-- Supplied data --

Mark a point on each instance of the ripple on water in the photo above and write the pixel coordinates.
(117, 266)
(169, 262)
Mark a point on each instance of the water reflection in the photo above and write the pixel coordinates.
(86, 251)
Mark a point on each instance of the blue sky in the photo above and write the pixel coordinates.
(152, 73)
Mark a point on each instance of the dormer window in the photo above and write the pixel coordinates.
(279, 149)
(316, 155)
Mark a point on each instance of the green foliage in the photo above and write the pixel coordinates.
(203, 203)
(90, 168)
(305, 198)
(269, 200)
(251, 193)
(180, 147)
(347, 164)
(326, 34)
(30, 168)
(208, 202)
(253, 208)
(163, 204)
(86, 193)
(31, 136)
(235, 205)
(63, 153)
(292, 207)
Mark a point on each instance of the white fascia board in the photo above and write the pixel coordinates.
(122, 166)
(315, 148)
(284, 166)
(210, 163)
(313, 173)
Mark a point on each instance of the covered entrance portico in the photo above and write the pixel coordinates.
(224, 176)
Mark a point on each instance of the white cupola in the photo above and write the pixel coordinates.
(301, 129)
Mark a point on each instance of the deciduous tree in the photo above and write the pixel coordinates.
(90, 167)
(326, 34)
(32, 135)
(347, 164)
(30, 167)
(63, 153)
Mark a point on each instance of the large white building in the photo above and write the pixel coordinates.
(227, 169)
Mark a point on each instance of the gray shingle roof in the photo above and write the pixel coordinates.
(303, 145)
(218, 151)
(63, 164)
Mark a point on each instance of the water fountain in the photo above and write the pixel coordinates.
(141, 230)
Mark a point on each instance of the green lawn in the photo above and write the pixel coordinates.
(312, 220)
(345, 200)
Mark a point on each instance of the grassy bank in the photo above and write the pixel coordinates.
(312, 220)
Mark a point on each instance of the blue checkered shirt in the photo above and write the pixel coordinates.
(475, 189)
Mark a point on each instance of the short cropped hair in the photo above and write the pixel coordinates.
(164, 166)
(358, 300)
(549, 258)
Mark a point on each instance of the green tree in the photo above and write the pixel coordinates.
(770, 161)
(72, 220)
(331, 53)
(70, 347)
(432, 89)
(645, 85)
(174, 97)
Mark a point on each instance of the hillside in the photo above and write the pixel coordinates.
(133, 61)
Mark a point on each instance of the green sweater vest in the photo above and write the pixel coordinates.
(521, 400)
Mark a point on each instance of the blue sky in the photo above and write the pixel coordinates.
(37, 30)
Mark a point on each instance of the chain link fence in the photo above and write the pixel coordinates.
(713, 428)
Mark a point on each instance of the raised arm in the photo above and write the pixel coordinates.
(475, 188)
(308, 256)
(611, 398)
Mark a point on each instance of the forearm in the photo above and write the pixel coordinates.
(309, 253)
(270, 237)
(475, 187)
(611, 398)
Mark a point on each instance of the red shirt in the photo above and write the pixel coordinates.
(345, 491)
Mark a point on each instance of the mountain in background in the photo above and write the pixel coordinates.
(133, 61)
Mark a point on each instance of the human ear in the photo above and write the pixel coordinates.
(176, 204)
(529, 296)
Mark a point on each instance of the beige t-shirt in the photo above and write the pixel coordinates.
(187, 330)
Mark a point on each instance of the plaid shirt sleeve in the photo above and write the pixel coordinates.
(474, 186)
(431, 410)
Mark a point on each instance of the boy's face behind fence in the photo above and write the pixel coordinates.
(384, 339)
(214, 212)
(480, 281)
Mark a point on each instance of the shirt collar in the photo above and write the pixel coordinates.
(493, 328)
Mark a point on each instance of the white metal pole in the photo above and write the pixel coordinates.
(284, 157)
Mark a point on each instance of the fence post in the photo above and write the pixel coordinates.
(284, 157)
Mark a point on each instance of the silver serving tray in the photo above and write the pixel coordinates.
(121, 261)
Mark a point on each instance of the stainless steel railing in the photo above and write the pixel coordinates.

-- What you should do --
Return the full data above, line for line.

-- Solution for this exercise --
Mark a point on each instance of the ripple on water in the photo above and write the pixel coordinates.
(117, 266)
(169, 262)
Mark a point on each instance of the water reflection in the photo above and write the pixel coordinates.
(86, 251)
Mark a point on each instance of the blue sky in the photo above and write the pixel coordinates.
(152, 73)
Mark a point on each instance of the dormer window in the photo above and write the pixel coordinates.
(279, 149)
(316, 155)
Mark a point on each instance of the green foliage in the photo above and write the pixel coordinates.
(203, 203)
(90, 168)
(305, 198)
(269, 200)
(251, 193)
(180, 147)
(347, 164)
(326, 34)
(30, 168)
(208, 202)
(253, 208)
(163, 204)
(86, 193)
(31, 136)
(235, 205)
(63, 153)
(292, 207)
Mark a point on each instance of the white fascia board in the photo above and write the pixel coordinates.
(122, 166)
(315, 148)
(284, 166)
(210, 163)
(313, 173)
Mark a point on each instance of the covered entrance portico in the photo above and write the pixel coordinates.
(224, 176)
Mark a point on each instance of the white cupola in the photo above and write the pixel coordinates.
(301, 129)
Mark a point on each instance of the deciduous tree in the photo above and write the pixel coordinates.
(90, 167)
(326, 34)
(32, 135)
(347, 164)
(30, 167)
(63, 153)
Mark a point on each instance of the large white building in the photo above and write the pixel coordinates.
(227, 169)
Mark a point on each instance of the gray shingle roof in the photo above and write the pixel coordinates.
(303, 145)
(218, 151)
(63, 164)
Mark a point on each instance of the water fountain in the photo above and write the pixel coordinates.
(141, 230)
Mark a point on each instance of the green lawn in the photo above and write the pixel coordinates.
(312, 220)
(345, 200)
Mark a point on each instance of the grassy bank in the photo above and write the pixel coordinates.
(312, 220)
Mark a point on each instance of the blue checkered shirt in the photo above and write the pixel coordinates.
(475, 189)
Mark a point on each instance of the short cropped hair in the photo above and write the pixel coordinates.
(164, 166)
(358, 300)
(549, 258)
Mark a point on each instance of the green tree in the photo above and write the pixel coordinates.
(770, 161)
(72, 220)
(331, 53)
(70, 347)
(432, 89)
(645, 85)
(174, 97)
Mark a point on each instance of the hillside in the photo above and write the pixel coordinates.
(133, 61)
Mark a point on each instance of the green sweater vest in the photo above and write the pixel coordinates.
(521, 400)
Mark a point on each instance of the blue sky in the photo above and write the pixel coordinates.
(37, 30)
Mark a point on each instance of the chain link fence in the photo above and write the pixel coordinates.
(713, 428)
Mark a point on each instance of the raised arm in the photo above and write the pixel coordinates.
(475, 188)
(308, 256)
(611, 398)
Mark a point on each instance of the forearm in the photo above and write the pixel coordinates.
(309, 253)
(270, 237)
(475, 187)
(611, 398)
Mark a point on each instance of the red shirt in the photo above and write the pixel coordinates.
(345, 491)
Mark a point on each instance of the mountain in background in the photo above and write the pixel coordinates.
(133, 61)
Mark a point on each instance of the human ear in the photo above and write the pixel coordinates.
(176, 204)
(529, 296)
Mark a point on each instance of the beige t-shirt in the photo above and write the pixel coordinates.
(187, 330)
Mark a point on each instance of the plaid shirt sleeve in the photo above and write the pixel coordinates.
(474, 186)
(431, 410)
Mark a point on each instance of the boy's face behind fence in the photo above and write the pixel coordinates.
(384, 339)
(214, 212)
(480, 281)
Mark a point on each instance of the shirt collar in the photo above and write the pixel coordinates.
(493, 328)
Mark a point on each instance of the white metal pole in the photo above and write the pixel coordinates.
(284, 157)
Mark a point on each instance of the fence post in the photo above and write the pixel coordinates.
(284, 157)
Mark a point on each instance of the silver serving tray in the photo above and write the pixel coordinates.
(121, 261)
Mark a point on each instance of the stainless steel railing in the photo above and write the pixel coordinates.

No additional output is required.